** Exercise description **
Please express each line of the material below as one string in a JSON list, omitting blank lines and the pictures.

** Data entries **
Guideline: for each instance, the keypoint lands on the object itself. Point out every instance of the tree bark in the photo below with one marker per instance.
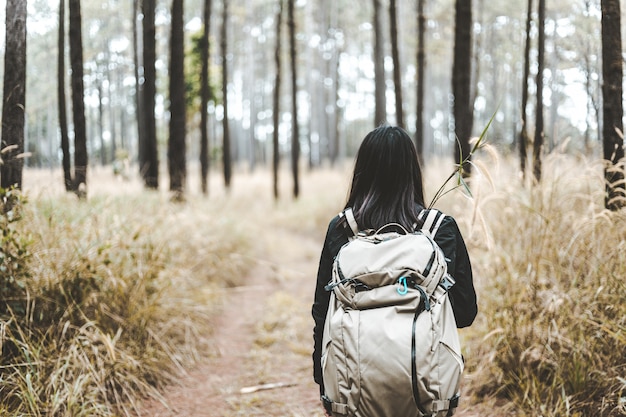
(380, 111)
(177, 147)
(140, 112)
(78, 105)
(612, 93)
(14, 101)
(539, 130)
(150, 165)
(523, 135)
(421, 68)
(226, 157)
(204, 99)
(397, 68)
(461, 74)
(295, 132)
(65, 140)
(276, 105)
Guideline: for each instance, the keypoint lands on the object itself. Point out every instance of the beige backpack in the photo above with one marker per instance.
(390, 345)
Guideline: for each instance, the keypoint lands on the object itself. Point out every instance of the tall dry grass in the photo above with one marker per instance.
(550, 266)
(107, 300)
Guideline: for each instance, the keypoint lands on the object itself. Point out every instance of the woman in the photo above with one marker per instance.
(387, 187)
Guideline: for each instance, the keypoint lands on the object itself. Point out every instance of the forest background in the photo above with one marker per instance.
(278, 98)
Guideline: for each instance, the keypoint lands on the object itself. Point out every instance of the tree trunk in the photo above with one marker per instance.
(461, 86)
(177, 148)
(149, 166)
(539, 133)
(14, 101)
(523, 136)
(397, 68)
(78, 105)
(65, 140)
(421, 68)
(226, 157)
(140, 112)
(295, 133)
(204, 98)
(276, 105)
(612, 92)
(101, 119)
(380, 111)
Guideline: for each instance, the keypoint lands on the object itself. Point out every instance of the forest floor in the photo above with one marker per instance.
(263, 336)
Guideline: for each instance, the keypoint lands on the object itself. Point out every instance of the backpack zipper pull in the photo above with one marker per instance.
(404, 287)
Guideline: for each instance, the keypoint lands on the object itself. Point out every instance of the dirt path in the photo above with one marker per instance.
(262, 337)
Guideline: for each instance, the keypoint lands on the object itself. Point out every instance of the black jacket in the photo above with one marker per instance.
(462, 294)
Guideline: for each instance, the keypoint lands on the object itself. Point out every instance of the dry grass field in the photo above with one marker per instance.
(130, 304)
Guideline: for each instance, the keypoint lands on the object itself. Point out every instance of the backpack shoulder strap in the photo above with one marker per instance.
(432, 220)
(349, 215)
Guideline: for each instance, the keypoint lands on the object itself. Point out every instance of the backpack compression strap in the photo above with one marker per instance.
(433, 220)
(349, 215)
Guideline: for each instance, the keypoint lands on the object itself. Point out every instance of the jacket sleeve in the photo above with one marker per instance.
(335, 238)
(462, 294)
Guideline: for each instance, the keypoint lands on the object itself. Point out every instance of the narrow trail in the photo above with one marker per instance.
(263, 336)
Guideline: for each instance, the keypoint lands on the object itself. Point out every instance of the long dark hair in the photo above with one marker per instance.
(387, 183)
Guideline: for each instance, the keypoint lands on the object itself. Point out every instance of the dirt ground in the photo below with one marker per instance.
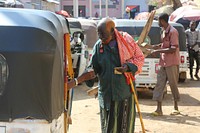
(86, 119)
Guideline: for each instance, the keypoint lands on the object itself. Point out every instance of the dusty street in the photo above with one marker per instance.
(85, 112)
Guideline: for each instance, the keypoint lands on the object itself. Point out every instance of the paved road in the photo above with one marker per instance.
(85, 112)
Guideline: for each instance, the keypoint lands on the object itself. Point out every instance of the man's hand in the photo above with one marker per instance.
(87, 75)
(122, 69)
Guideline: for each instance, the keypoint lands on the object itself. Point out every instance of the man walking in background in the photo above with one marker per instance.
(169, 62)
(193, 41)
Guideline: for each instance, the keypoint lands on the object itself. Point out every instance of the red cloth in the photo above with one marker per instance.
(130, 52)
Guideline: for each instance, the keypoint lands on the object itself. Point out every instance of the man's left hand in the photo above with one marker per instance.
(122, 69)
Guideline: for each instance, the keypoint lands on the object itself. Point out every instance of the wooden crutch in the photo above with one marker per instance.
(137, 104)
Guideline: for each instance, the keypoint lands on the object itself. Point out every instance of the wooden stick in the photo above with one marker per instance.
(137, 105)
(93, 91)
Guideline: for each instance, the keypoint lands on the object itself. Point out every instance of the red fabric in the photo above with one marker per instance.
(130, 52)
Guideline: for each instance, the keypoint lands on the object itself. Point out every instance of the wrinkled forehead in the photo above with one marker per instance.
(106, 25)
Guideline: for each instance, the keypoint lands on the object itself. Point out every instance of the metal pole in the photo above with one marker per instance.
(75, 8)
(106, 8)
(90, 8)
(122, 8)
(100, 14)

** Answer to the exercise **
[
  "Guideline: for each instance, the keypoint lands on the object itself. Point out every instance of the tree bark in the photo below with one marker per instance.",
  "(380, 111)",
  "(177, 147)",
  "(140, 112)",
  "(78, 105)",
  "(612, 93)",
  "(14, 101)",
  "(539, 130)",
  "(150, 165)",
  "(523, 135)",
  "(421, 68)",
  "(226, 157)",
  "(204, 99)",
  "(397, 68)",
  "(461, 74)",
  "(295, 132)",
  "(65, 140)",
  "(276, 105)",
  "Guideline: for each instance, the keypoint lands on the object itself. Point out every instance of the beige backpack in the photo above with one marker per instance.",
  "(390, 345)",
  "Guideline: for each instance, the keypoint lands on the object itself. Point out every instance of the tall dry grass in the photo above with one marker per instance.",
  "(550, 266)",
  "(107, 300)",
  "Guideline: for each instance, the keypoint lands on the object itself. Point out every instance of the woman in the photo above with one marker per instance.",
  "(387, 187)",
  "Guideline: for each instance, the keypoint lands on the object itself. Point out every instance of the forest background in the photo above with one marker per instance.",
  "(278, 98)",
  "Guideline: for each instance, the keypoint lands on the object itself. Point out every instance of the tree trunk in the photo above with one marker per instance.",
  "(461, 86)",
  "(177, 148)",
  "(149, 166)",
  "(539, 133)",
  "(14, 101)",
  "(523, 136)",
  "(397, 68)",
  "(78, 105)",
  "(65, 140)",
  "(421, 68)",
  "(226, 157)",
  "(140, 112)",
  "(295, 133)",
  "(204, 98)",
  "(276, 105)",
  "(612, 92)",
  "(101, 119)",
  "(380, 111)",
  "Guideline: for each instance, the keypoint lands on the object itself. Point out every instance of the forest floor in the photo above with one marker per instance.",
  "(263, 336)",
  "Guideline: for each instance, the keypoint lands on the object itself. Point out every instance of the backpack zipper pull in the photo above with one marker per instance.",
  "(404, 287)",
  "Guideline: for each instance, the keypoint lands on the object itself. Point out every instance of the dirt path in the photo above with one marker per instance.",
  "(262, 337)",
  "Guideline: for each instance, the keypoint lands on the object itself. Point out every instance of the black jacket in the photo above with one marker per instance.",
  "(462, 294)",
  "Guideline: for each instance, the keypoint lands on the object itself. Point out every instance of the dry grass field in the photo above with one marker per instance.",
  "(130, 304)",
  "Guideline: for each instance, the keypoint lands on the object itself. Point out every instance of the backpack shoulder strap in the photo above with one marker per instance.",
  "(432, 220)",
  "(349, 215)",
  "Guideline: for each instance, the keypoint lands on the object itself. Point out every instance of the backpack compression strap in the photo above with one marker per instance.",
  "(433, 220)",
  "(349, 215)",
  "Guideline: for each instance, the keypoint lands on the object itself. Point out every instance of the jacket sleeve in the photo above with one marker per instance.",
  "(335, 238)",
  "(462, 294)",
  "Guideline: for each instance, the keypoint lands on the object itself. Point out every instance of the narrow trail in the photo above with one marker per instance.",
  "(263, 336)",
  "Guideline: for each instance, the keypoint lands on the object itself. Point out every instance of the long dark hair in the photo above with one marker per instance.",
  "(387, 183)",
  "Guideline: for each instance, the keypoint lands on the object itself. Point out every instance of the dirt ground in the photo below with one marker per instance.",
  "(86, 119)",
  "Guideline: for each instance, the keypoint lands on the object itself. Point out every instance of the dusty street in the photo above with one marker per instance.",
  "(85, 112)",
  "Guideline: for each instance, the keypoint lands on the object itself. Point out every instance of the paved road in the photo above with one marker per instance.",
  "(85, 112)",
  "Guideline: for each instance, the keypoint lands on the object itself. Point out every instance of the man's hand in the photo above with one marker per instance.",
  "(87, 75)",
  "(122, 69)",
  "Guideline: for each instance, the keypoint lands on the object itself. Point out every instance of the man walking in background in the photo above with one marker per instance.",
  "(169, 62)",
  "(193, 41)",
  "Guideline: for each instance, the keypoint lands on the object itself. Point out every instance of the red cloth in the photo above with one marker per instance.",
  "(130, 52)",
  "Guideline: for each instance, the keypoint lands on the object itself. Point out every instance of the man's left hand in the photo above with one marker per instance.",
  "(122, 69)",
  "Guideline: for each instance, the keypoint lands on the object itself. Point out every instance of the wooden crutch in the photo above with one marker per instance.",
  "(137, 104)",
  "Guideline: for each instance, the keypoint lands on the object itself. Point out every instance of the wooden stick in the photo above with one marker per instance.",
  "(137, 105)",
  "(93, 91)",
  "Guideline: for each instance, the keypoint lands on the object itself. Point out every instance of the red fabric in the photo above with one marker per instance.",
  "(130, 52)",
  "Guideline: for each instance, the keypoint lands on the object itself. Point out every instance of the wrinkled forehead in the photo above with one marker per instance.",
  "(106, 25)",
  "Guideline: for each instance, the keypoint lands on the object itself. Point out every instance of the metal pole in the photo above with one marker per instance.",
  "(75, 8)",
  "(106, 8)",
  "(90, 8)",
  "(122, 8)",
  "(100, 14)"
]